▸ **TRAVAIL DEMANDÉ**: Recopiez sans rien changer le passage du texte sur l'image des musulmans dans les médias qui va de « Cette dichotomie est » jusqu'à « musulmans en France. ».

▸ **EXTRAIT DU DOCUMENT**:
= = = = =
Cette dichotomie est souvent perpétuée par une représentation biaisée des musulmans dans les médias, où la différence culturelle est fréquemment mise en avant pour justifier des lois ou des politiques discriminatoires. Les médias exploitent des stéréotypes autour du voile et des signes religieux comme illustratifs d’une menace à l’identité nationale, souvent sans examen rigoureux des conséquences de telles représentations sur la vie quotidienne des musulmans en France.
Citations pertinentes
Dans son livre, Saïd insiste sur le fait que « le discours médiatique n’exprime que des images de crise et de conflit, ce qui a pour effet de renforcer des stéréotypes négatifs sur l’islam et les musulmans[11] ». Cette observation est corroborée par des acteurs médiatiques contemporains qui, suivant cette façon de faire, façonnent un narratif souvent hostile et déformé. L’analyste Thomas Deltombe, dans son ouvrage L’Islam imaginaire, souligne que « la construction médiatique de l’islamophobie en France, de 1975 à 2005, montre à quel point la religion musulmane a été réduite à des stéréotypes[12] ».
= = = = =
▸ **Relevés de points étiquetés**:
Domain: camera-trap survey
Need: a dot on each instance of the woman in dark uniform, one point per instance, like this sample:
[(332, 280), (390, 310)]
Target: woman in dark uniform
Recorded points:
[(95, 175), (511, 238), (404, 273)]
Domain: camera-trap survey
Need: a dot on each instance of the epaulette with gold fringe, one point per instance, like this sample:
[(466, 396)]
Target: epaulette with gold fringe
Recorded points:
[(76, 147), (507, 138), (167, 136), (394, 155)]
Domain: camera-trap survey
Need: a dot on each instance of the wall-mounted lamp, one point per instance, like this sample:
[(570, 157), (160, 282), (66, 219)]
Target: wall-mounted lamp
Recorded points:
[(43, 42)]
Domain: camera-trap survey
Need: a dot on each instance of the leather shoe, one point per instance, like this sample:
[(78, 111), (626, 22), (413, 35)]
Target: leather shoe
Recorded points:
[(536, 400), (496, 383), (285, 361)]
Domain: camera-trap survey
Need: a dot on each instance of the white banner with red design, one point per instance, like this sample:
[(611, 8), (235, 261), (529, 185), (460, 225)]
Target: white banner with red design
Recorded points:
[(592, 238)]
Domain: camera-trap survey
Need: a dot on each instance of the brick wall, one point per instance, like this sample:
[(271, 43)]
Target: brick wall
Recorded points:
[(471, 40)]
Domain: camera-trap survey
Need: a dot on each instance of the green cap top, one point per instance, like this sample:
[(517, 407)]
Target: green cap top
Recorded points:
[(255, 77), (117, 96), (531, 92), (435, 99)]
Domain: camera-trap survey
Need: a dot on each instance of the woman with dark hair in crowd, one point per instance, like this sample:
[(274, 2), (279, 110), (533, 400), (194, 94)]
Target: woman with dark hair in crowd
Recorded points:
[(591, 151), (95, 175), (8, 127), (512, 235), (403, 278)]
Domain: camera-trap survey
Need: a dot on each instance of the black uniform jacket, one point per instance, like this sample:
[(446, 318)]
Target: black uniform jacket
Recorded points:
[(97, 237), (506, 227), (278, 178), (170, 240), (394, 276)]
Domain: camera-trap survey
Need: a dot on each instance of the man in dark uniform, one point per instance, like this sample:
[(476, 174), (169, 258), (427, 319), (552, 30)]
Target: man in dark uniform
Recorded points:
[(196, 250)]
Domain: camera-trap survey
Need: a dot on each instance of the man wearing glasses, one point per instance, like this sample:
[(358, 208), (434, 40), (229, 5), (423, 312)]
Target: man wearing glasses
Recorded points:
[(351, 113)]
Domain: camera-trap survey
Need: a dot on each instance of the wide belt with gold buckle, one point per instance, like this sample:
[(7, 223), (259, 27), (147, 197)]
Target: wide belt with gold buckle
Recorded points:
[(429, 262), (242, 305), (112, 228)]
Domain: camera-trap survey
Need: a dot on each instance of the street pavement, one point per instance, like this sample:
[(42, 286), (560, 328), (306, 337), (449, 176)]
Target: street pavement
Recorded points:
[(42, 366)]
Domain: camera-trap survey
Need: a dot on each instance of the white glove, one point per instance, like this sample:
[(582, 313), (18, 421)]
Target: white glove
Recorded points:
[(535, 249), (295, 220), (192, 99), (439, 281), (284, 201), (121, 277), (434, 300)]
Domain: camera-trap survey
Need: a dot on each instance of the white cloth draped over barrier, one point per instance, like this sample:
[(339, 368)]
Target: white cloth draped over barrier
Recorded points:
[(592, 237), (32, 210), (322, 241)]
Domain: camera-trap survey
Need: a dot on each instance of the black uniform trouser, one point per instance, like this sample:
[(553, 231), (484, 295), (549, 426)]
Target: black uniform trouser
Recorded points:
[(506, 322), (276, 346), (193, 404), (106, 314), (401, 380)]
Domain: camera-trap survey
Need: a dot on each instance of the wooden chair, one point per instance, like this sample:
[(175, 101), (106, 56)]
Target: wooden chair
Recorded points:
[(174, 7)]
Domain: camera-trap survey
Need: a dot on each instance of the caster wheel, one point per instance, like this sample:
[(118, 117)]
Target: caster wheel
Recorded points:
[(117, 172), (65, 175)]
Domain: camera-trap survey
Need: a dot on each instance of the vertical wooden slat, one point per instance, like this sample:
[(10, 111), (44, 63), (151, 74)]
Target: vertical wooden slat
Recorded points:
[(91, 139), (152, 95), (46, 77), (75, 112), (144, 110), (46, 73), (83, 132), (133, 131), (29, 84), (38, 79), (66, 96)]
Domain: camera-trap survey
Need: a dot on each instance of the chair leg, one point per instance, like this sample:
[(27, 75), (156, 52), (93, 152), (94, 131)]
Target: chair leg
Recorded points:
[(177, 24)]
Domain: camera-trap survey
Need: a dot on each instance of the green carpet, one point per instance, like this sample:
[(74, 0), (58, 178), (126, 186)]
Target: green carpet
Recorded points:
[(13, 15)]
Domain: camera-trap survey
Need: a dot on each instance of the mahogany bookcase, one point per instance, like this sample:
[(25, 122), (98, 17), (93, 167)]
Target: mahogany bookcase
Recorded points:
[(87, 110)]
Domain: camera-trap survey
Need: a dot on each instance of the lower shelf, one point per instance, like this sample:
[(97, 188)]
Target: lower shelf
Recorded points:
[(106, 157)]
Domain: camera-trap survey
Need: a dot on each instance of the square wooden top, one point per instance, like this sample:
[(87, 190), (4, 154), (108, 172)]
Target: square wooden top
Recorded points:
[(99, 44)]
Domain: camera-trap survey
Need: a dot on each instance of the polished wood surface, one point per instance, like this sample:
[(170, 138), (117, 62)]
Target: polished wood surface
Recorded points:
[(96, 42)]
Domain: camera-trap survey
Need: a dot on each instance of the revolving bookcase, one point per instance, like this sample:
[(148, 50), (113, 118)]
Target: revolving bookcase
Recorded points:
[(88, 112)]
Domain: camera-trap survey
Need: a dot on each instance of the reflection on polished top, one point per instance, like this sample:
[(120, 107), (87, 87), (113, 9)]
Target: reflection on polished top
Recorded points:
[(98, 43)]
= = = = =
▸ **CORRIGÉ**:
Cette dichotomie est souvent perpétuée par une représentation biaisée des musulmans dans les médias, où la différence culturelle est fréquemment mise en avant pour justifier des lois ou des politiques discriminatoires. Les médias exploitent des stéréotypes autour du voile et des signes religieux comme illustratifs d’une menace à l’identité nationale, souvent sans examen rigoureux des conséquences de telles représentations sur la vie quotidienne des musulmans en France.